Text excerpt →

-=-=-=-=-

Epilogue

In 2006, the DJ named Girl Talk released his mixtape Night Ripper and ripped open the seams of American youth culture. It was an exciting and unexpected form of music that, rather than being a self-generated creation, combined elements of existing hits to create a new semi-genre: the mashup.

He mashed up the Waitresses’ “I Know What Boys Like” with Juelz Santana’s hook “I Know What Girls Want” from “Run It!” by Chris Brown. This hook was an homage to Jay-Z’s “I Know What Girls Like,” which was itself an homage to the Waitresses’ hit.

It was a layered and Escher-esque amalgamation. The mashups came a mile a minute, relentless and pounding, building and building. This wasn’t mixing two songs together, this was grinding them into a paste, reconstituting them and creating what sounded like a soundtrack of the future, which was odd, since the entire mixtape reached back and regurgitated the past.

-=-=-=-=-

Entries shown →
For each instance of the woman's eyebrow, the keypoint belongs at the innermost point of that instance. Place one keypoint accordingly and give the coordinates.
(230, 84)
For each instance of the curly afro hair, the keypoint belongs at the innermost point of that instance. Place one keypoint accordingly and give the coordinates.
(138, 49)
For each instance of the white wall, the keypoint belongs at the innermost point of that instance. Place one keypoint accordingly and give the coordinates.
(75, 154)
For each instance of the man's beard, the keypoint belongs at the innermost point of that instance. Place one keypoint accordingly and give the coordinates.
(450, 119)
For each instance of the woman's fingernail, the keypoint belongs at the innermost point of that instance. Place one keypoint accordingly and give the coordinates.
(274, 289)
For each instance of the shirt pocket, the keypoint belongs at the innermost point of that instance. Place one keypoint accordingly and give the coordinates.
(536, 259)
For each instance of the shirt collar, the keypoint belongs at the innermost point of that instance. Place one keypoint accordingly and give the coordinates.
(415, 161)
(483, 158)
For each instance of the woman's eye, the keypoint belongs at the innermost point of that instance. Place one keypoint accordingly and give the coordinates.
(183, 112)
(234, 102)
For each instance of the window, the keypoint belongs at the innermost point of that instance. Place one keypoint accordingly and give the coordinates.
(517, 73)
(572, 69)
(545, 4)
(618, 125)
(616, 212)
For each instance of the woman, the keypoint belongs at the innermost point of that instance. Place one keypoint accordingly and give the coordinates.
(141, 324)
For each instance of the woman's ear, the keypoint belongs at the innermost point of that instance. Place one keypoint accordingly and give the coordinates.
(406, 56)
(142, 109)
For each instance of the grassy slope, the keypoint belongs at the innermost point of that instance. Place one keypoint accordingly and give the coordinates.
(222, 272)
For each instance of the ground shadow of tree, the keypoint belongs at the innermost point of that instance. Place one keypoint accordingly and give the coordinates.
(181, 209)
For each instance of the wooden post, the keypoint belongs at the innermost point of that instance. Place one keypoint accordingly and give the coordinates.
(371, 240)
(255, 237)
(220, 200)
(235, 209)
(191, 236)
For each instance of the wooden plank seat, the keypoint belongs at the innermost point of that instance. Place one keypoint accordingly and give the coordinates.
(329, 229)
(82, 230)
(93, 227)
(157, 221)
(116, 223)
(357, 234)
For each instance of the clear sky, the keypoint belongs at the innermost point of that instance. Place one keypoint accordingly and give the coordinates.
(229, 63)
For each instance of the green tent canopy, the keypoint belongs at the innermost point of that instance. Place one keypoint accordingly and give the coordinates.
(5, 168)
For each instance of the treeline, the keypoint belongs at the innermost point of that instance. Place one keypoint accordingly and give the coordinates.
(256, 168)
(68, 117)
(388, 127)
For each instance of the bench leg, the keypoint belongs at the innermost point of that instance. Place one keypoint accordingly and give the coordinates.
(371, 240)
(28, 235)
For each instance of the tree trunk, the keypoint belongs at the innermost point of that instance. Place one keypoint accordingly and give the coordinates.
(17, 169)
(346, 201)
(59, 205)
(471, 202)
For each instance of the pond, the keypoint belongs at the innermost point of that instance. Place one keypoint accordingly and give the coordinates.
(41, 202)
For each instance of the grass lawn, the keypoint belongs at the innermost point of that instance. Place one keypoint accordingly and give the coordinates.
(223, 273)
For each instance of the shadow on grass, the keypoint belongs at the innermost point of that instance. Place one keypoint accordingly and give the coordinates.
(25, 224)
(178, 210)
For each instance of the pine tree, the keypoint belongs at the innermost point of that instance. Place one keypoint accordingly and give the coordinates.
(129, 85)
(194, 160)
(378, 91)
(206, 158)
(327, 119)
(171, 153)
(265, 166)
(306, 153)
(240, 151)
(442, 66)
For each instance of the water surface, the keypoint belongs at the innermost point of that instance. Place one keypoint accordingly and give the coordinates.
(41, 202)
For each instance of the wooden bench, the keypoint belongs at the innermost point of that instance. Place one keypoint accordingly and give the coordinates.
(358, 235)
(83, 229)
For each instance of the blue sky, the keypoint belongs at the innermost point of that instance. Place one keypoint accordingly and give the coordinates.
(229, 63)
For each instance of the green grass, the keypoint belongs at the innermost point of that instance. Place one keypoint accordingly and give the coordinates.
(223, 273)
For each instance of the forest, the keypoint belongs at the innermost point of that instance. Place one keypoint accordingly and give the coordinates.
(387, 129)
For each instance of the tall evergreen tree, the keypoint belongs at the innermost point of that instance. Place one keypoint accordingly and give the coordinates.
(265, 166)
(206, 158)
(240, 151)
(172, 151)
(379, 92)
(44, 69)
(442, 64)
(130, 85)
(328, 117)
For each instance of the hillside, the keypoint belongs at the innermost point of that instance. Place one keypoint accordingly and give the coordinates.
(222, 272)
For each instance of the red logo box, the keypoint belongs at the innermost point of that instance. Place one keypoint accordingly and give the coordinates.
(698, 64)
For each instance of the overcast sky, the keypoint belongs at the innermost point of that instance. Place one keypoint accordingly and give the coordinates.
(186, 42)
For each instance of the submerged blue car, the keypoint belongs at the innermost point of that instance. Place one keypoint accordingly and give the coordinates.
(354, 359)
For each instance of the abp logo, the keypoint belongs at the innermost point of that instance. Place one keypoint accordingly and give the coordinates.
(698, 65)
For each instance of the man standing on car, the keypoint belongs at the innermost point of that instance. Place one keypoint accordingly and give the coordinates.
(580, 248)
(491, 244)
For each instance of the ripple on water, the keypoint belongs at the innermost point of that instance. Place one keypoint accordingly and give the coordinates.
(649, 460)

-=-=-=-=-

Requirement →
Answer these questions using the epilogue above:
1. In what year did Girl Talk release the mixtape Night Ripper?
2. Which hook by Juelz Santana did Girl Talk mash up with the Waitresses' "I Know What Boys Like," and what song is it from?
3. According to the epilogue, what did the mashups sound like?

Worked solution →
1. 2006.
2. "I Know What Girls Want," from "Run It!" by Chris Brown.
3. A soundtrack of the future.